— begin DATA FOR THIS EXERCISE —

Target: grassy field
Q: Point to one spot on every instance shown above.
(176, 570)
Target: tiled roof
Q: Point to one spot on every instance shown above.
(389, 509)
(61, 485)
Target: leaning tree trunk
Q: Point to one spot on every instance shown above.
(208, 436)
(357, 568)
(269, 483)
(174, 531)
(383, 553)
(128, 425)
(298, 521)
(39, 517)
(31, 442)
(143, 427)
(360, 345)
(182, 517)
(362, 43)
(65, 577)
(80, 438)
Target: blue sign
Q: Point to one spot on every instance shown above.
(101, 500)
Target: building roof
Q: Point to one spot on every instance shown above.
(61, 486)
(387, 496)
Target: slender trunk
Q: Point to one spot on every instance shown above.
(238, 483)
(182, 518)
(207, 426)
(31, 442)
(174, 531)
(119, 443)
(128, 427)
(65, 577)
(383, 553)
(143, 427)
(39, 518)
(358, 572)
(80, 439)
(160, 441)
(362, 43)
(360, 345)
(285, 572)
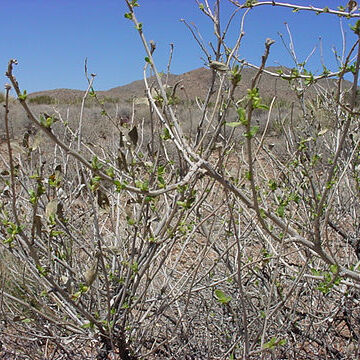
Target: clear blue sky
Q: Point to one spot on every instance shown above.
(51, 38)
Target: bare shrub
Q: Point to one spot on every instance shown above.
(186, 233)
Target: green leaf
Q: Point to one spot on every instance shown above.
(166, 134)
(221, 297)
(242, 116)
(334, 269)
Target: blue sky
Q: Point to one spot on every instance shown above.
(52, 38)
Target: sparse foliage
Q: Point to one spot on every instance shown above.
(222, 242)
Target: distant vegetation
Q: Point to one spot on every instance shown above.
(203, 222)
(43, 100)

— end DATA FOR THIS EXERCISE —

• _PROBLEM REQUIREMENTS_
Rewrite the listing as a numbered list, from the line holding "Target: blue sky" through the final line of the listing, inclusive. Leave out any blank lines.

• _COMPLETED TASK_
1. Target: blue sky
2. Q: Point to one spot on every instance shown above.
3. (52, 38)
4. Target: sparse foliage
5. Q: Point to one spot on every instance shown above.
6. (222, 242)
7. Target: distant vegetation
8. Q: Point to one spot on every instance shown above.
9. (203, 222)
10. (43, 100)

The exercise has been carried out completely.